▸ Task description
Please locate each line in the items below that contains the string "distant" and copy those lines. Matching is case-sensitive.

Raw records:
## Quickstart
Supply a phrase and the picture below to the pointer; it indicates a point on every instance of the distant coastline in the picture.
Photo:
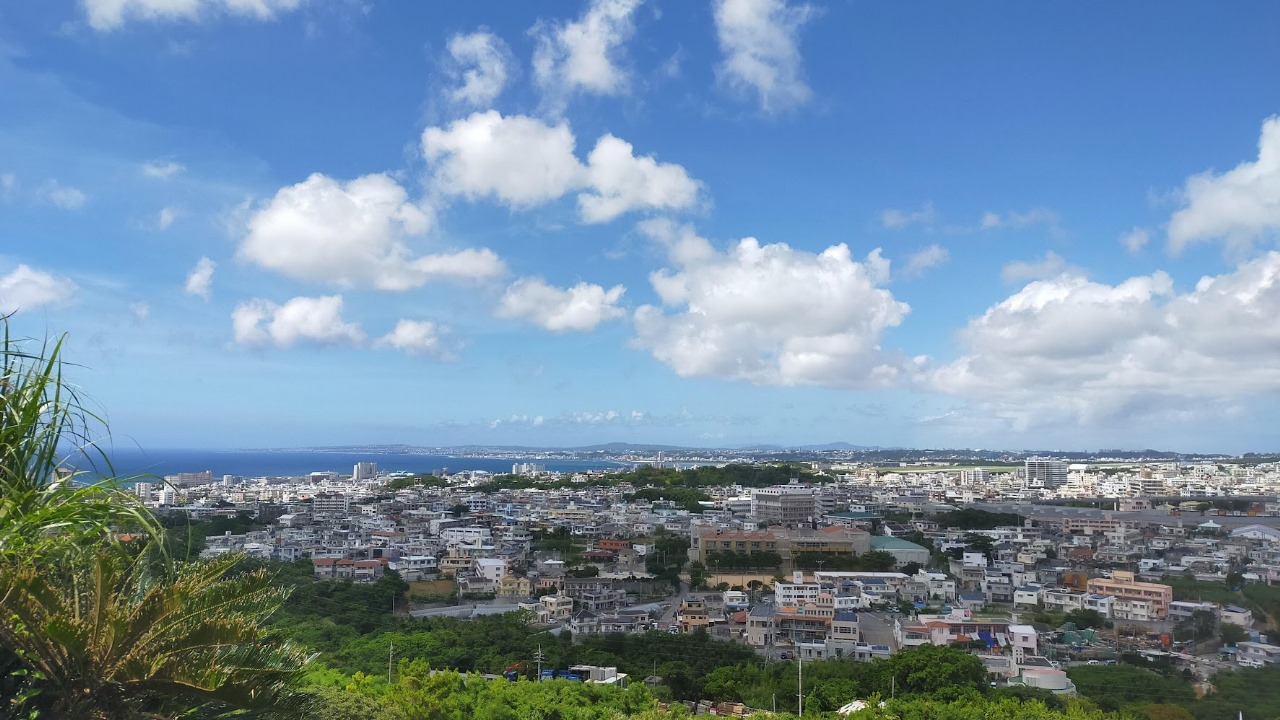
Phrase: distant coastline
(132, 463)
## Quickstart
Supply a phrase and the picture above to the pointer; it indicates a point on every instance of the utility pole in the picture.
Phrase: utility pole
(800, 683)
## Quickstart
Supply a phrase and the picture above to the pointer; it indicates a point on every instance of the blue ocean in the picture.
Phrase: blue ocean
(133, 463)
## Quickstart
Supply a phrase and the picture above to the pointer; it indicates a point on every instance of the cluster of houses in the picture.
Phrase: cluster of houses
(762, 543)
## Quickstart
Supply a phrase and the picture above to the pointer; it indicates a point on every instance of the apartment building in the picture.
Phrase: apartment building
(1123, 586)
(1256, 655)
(789, 505)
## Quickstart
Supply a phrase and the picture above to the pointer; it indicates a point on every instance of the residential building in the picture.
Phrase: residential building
(1048, 474)
(1123, 586)
(1256, 655)
(789, 505)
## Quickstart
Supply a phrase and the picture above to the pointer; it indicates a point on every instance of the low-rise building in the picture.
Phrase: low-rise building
(1123, 586)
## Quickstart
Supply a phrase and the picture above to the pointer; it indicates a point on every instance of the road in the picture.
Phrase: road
(465, 611)
(668, 616)
(877, 628)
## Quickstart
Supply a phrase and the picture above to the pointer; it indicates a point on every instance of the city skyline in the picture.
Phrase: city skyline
(746, 222)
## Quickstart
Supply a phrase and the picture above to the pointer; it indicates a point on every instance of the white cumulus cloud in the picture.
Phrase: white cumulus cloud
(760, 42)
(26, 288)
(480, 62)
(1068, 349)
(200, 279)
(769, 314)
(112, 14)
(163, 169)
(517, 160)
(584, 55)
(352, 235)
(62, 195)
(420, 337)
(304, 319)
(1015, 219)
(524, 162)
(1239, 206)
(579, 308)
(620, 182)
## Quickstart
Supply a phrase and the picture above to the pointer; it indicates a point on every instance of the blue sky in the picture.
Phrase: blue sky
(270, 223)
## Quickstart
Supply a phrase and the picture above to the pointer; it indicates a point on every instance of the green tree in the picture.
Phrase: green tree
(928, 669)
(42, 509)
(876, 561)
(97, 621)
(112, 639)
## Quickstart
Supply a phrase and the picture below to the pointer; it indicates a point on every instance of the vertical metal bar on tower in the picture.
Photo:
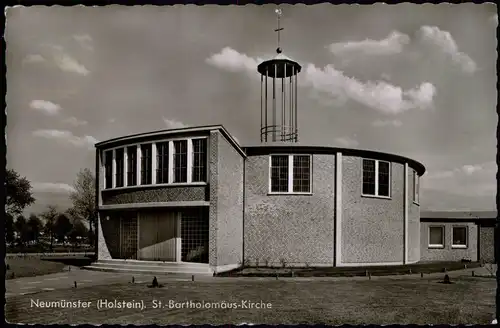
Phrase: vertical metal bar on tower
(261, 106)
(274, 101)
(265, 119)
(296, 116)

▸ Written solution
Supply a phrase and the picture below to the pointer; it indicates a point on every instance of the distant coastline in the picture.
Phrase: distant coastline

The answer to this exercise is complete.